Pull out every line in the items below that contains the word "flat", and copy each of those lines in full.

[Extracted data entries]
****************

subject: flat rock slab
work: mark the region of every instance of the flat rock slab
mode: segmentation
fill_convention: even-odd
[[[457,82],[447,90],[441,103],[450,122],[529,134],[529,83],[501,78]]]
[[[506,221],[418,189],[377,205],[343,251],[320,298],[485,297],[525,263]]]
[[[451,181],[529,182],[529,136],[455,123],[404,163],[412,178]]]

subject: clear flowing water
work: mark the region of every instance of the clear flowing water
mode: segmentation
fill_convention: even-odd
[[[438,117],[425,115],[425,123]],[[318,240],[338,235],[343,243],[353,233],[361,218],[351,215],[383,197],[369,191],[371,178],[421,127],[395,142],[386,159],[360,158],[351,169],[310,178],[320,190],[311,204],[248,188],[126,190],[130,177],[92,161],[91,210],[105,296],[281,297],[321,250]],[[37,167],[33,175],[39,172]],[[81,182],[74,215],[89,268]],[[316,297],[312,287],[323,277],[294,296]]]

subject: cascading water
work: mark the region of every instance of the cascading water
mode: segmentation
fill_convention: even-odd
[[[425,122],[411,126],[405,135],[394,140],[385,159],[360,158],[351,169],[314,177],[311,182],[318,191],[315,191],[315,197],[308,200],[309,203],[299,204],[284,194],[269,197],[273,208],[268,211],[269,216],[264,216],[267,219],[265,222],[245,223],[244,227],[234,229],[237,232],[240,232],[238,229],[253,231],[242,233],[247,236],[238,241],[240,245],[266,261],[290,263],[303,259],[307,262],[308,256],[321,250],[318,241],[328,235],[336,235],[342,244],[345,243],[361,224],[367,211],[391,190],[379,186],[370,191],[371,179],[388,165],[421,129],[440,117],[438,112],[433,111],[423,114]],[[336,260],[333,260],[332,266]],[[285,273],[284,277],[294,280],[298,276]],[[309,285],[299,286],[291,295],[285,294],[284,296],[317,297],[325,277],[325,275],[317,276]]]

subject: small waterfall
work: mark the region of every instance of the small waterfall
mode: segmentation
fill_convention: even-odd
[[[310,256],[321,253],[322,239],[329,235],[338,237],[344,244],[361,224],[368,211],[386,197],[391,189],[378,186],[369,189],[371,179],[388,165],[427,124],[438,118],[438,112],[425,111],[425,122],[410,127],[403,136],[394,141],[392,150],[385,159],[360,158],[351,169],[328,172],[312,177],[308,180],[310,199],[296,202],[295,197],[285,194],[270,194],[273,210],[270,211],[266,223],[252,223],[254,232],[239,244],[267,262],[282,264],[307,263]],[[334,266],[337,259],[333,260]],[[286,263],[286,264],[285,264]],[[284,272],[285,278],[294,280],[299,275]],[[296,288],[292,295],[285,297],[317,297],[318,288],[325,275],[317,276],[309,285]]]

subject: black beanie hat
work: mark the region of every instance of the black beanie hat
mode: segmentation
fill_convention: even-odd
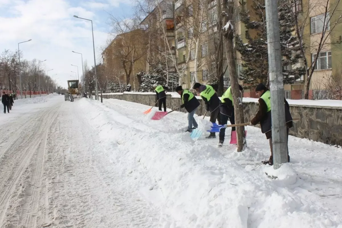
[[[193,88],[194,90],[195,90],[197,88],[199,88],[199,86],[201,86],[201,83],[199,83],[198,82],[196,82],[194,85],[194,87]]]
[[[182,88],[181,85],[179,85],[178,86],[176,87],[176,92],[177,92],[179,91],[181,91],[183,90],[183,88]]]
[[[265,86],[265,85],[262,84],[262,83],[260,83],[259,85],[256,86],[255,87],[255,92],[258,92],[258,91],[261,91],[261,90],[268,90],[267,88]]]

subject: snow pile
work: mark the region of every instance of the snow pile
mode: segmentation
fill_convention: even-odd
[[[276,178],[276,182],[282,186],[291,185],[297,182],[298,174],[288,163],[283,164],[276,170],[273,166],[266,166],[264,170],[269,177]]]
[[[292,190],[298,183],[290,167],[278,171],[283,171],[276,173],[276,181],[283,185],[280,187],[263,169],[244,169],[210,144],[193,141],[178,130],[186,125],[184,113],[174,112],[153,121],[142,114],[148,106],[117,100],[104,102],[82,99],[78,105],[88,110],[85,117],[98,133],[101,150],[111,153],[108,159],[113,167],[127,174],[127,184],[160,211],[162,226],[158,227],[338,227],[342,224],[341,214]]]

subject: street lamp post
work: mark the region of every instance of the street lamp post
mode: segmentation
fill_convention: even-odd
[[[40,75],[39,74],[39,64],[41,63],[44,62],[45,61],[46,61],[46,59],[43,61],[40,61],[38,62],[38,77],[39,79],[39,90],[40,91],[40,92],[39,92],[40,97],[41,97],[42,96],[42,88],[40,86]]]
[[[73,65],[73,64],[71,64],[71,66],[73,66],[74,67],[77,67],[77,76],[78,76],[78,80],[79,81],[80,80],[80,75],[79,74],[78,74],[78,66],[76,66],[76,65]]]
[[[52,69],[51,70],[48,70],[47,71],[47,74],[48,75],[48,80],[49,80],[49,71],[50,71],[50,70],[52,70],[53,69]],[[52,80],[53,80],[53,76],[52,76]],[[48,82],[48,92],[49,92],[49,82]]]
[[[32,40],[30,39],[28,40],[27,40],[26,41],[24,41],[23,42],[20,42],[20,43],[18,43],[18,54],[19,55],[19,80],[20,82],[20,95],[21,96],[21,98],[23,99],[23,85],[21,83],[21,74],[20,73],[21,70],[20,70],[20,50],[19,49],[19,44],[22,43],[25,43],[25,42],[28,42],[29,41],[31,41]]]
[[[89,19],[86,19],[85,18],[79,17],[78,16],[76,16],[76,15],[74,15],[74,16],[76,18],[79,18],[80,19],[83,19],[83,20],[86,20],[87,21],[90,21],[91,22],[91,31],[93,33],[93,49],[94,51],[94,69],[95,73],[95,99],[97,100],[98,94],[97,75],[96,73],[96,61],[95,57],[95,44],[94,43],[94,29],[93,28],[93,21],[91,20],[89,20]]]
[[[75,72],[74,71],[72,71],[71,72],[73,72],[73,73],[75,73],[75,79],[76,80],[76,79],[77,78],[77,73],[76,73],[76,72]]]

****************

Full output –
subject: flat rock slab
work: mark the region of every instance of the flat rock slab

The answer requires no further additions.